> _Отрывок документа_:
★ ★ ★ ★ ★

Скорее всего — дьявольский коктейль из всего названного, замешанный на большевистской безнаказанности, тем более что вскоре уже и сам стал лишь орудием, точкой приложения неведомых исторических сил.
«…А вы читали?»
Все спрашивали у всех. О самиздате начинали забывать. Квартиры, столы, диваны были завалены газетами, тонкими и толстыми журналами — старались выписывать буквально все, в конце 1980-х подписку принимали без ограничений. Тогда и я получал по меньшей мере три толстых журнала, не считая непременного «Огонька» и множества газет. Толстые журналы один за другим печатали Набокова, Платонова. Сначала отрывками в «Огоньке», потом (с апреля 1986-го) целиком в «Дружбе народов» началась публикация романа Анатолия Рыбакова «Дети Арбата».
Об этой книге — особо.
В самые темные, еще брежневские времена Анатолий Наумович Рыбаков — официальный преуспевающий беллетрист («Водители», «Екатерина Воронина», занимательные детские книги «Кортик», «Бронзовая птица») — неожиданно для многих опубликовал строгий и страшный роман «Тяжелый песок». Его напечатал Анатолий Ананьев в «Октябре», превратившемся тогда под его руководством из обскурантистского, «кочетовского», как называли его раньше, в относительно либеральный и корректный журнал. Книга о судьбе евреев во время войны, о массовых казнях лучшими своими страницами приближалась к роману Василия Гроссмана «Жизнь и судьба». Но «Тяжелый песок» появился раньше написанной в 1950-е книги Гроссмана.

★ ★ ★ ★ ★

> _Задания_:
#1 Ответьте по отрывку на вопросы:
(a) С какого месяца и года «Дружба народов» начала печатать роман «Дети Арбата» целиком?
(b) Кто и в каком журнале напечатал «Тяжелый песок»?
(c) В какие годы была написана книга Гроссмана?
#2 Перепечатайте часть отрывка: начните со слов «Все спрашивали у» и остановитесь после слов «книге — особо.».
Приведенные далее строки здесь не используются.

★ ★ ★ ★ ★

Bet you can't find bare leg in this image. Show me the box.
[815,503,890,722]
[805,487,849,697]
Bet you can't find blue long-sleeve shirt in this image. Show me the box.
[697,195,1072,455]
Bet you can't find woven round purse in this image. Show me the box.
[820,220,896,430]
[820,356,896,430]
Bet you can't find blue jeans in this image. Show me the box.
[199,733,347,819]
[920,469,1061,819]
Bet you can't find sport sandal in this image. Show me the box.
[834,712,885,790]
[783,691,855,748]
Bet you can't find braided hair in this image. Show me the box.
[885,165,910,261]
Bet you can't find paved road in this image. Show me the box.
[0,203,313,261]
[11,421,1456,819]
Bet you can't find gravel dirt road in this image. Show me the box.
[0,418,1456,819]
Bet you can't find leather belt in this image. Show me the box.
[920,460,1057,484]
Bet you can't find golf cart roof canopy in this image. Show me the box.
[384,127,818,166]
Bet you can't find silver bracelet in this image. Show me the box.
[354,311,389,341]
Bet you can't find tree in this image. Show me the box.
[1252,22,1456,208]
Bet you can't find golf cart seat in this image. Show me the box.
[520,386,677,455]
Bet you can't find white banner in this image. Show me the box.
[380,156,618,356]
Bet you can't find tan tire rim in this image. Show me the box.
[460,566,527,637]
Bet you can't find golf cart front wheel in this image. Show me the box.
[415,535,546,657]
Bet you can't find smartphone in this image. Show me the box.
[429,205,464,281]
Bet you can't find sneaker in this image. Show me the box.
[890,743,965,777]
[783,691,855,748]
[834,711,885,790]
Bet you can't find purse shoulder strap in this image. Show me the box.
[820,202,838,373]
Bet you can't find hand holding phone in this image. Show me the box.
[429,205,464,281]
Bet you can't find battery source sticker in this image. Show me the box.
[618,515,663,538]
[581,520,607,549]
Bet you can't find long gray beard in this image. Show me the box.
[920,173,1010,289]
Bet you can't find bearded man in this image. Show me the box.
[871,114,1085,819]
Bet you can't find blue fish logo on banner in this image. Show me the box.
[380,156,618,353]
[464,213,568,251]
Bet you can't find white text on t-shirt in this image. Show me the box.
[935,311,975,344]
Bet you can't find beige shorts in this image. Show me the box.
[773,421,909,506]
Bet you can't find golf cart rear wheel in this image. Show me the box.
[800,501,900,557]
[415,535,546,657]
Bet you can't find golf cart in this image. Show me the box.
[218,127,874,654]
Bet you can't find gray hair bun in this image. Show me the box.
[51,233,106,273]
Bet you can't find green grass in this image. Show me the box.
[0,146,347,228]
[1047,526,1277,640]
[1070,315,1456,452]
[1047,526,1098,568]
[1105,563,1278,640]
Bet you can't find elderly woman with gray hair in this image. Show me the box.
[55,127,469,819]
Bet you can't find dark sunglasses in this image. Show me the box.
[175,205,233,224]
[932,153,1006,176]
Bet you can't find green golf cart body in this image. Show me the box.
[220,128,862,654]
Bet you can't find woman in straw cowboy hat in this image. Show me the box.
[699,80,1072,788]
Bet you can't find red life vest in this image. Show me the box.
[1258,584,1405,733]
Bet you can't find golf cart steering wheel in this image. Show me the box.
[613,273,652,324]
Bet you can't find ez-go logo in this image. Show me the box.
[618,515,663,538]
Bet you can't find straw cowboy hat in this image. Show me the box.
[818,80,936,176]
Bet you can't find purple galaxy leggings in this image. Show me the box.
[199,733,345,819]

★ ★ ★ ★ ★

> _Ответы_:
#1
(a) С апреля 1986 года.
(b) Анатолий Ананьев, в журнале «Октябрь».
(c) В 1950-е.

#2
Все спрашивали у всех. О самиздате начинали забывать. Квартиры, столы, диваны были завалены газетами, тонкими и толстыми журналами — старались выписывать буквально все, в конце 1980-х подписку принимали без ограничений. Тогда и я получал по меньшей мере три толстых журнала, не считая непременного «Огонька» и множества газет. Толстые журналы один за другим печатали Набокова, Платонова. Сначала отрывками в «Огоньке», потом (с апреля 1986-го) целиком в «Дружбе народов» началась публикация романа Анатолия Рыбакова «Дети Арбата».
Об этой книге — особо.